- [Required action 1]:
Answer from the GRIP project description below:
(a) With which services is Asirus working in conjunction?
(b) What are roads in such rural areas at best?
(c) In bad weather, what may have happened to roadside identification?
- [Required action 2]: Translate this sentence from the GRIP project description below into Spanish: "In the case of an asthma patient, when the ability to breathe is deteriorating every minute counts."

═══ Selected excerpt ═══

GRIP

GRIP – GRID REFERENCE IDENTIFICATION PROJECT

Asirus - working in conjunction with the Scottish Ambulance Service and the Fire and Rescue Service

To further its support to asthma sufferers, Asirus has launched
GRIP - the Grid Reference Identification Project - to provide the grid references of asthma patients and others (for example, diabetic, epileptic, cardiac and anaphylactic, as well as patients whose other medical conditions render them vulnerable) considered to be at risk in rural areas, to enable ambulance crews responding to an emergency call to locate them much more quickly.

In such areas, in many instances, roads are at best single track with passing places; in the event of an asthma attack it is not only the length of time taken by an ambulance, helicopter or paramedic to reach the patient which is important, but also the length of time taken to bring the patient to a hospital.

 

In the case of an asthma patient, when the ability to breathe is deteriorating every minute counts. Equally, when an ambulance is searching for a rural location it may be impeded by obscure directions or lack of any identification; many locations are out of sight from a road, up an unmarked track, without a house or farm sign or any other indication on the roadside that a dwelling exists there. Even if there is roadside identification, in bad weather it may have been blown down or obliterated by driven snow.

═══ Material provided ═══

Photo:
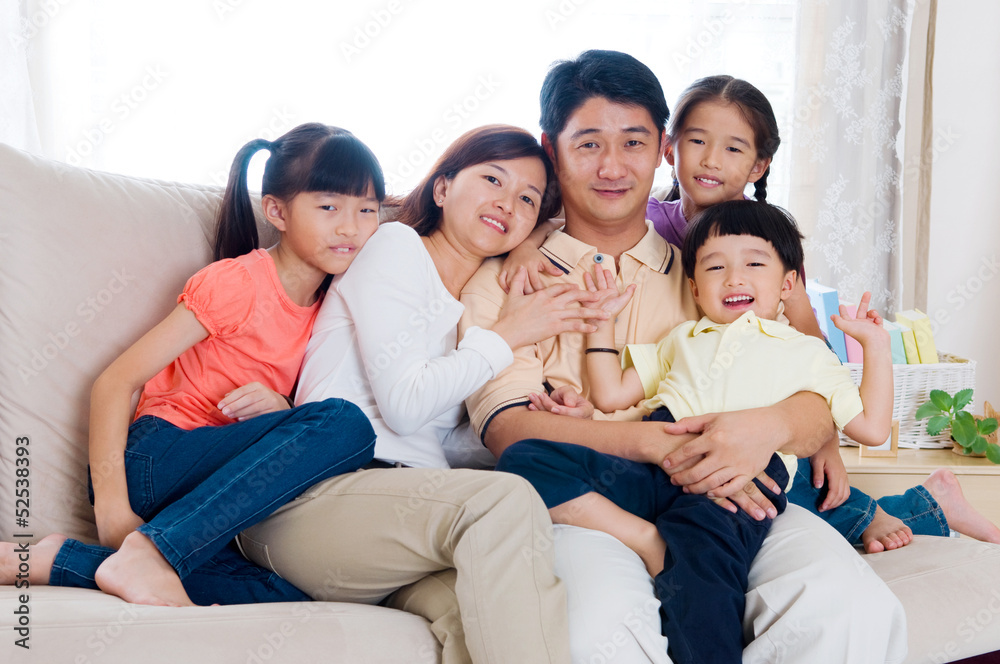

═══

- [Response area 1]:
(a) The Scottish Ambulance Service and the Fire and Rescue Service.
(b) Single track with passing places.
(c) It may have been blown down or obliterated by driven snow.

- [Response area 2]: En el caso de un paciente asmático, cuando la capacidad de respirar se está deteriorando, cada minuto cuenta.